■ **Text excerpt**

--- START ---

Jaw-jaw competed with war-war, all right, with the latter eventually winning out.
The regencies of Tripoli, Tunis, and Algiers (future homes of Muammar Qaddafi, Yasser Arafat, and the Islamic Salvation Front, respectively) had been hosting and sponsoring Islamic piracy since the Middle Ages. Scimitar-wielding corsairs would regularly interrupt the flow of trade and traffic along the coasts of North Africa, seizing European vessels and taking their crews into bondage. Cervantes wrote his first play, in the 16th century, about the dread corsairs, and by the 18th, the American colonies had a minor seagoing presence in the Mediterranean protected by the redoubtable British Navy. But the Crown was reluctant to war against so petty an antagonist, preferring to pay “tribute” to the Barbary States instead, as a shopkeeper would protection money to the mafia. After the U.S. broke away from England and became its own nation, however, the geopolitical dynamics changed, as did the American equanimity with doing business with pirates.

--- END ---

■ **Exercise**
In the Barbary piracy excerpt, what did the British Crown prefer to do instead of going to war with the Barbary States?

■ **Dataset content**
--- START ---

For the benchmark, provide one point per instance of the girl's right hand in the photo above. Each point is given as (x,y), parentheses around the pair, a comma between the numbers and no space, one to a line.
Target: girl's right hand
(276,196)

--- END ---

■ **Solution to this exercise**
Pay "tribute" to the Barbary States.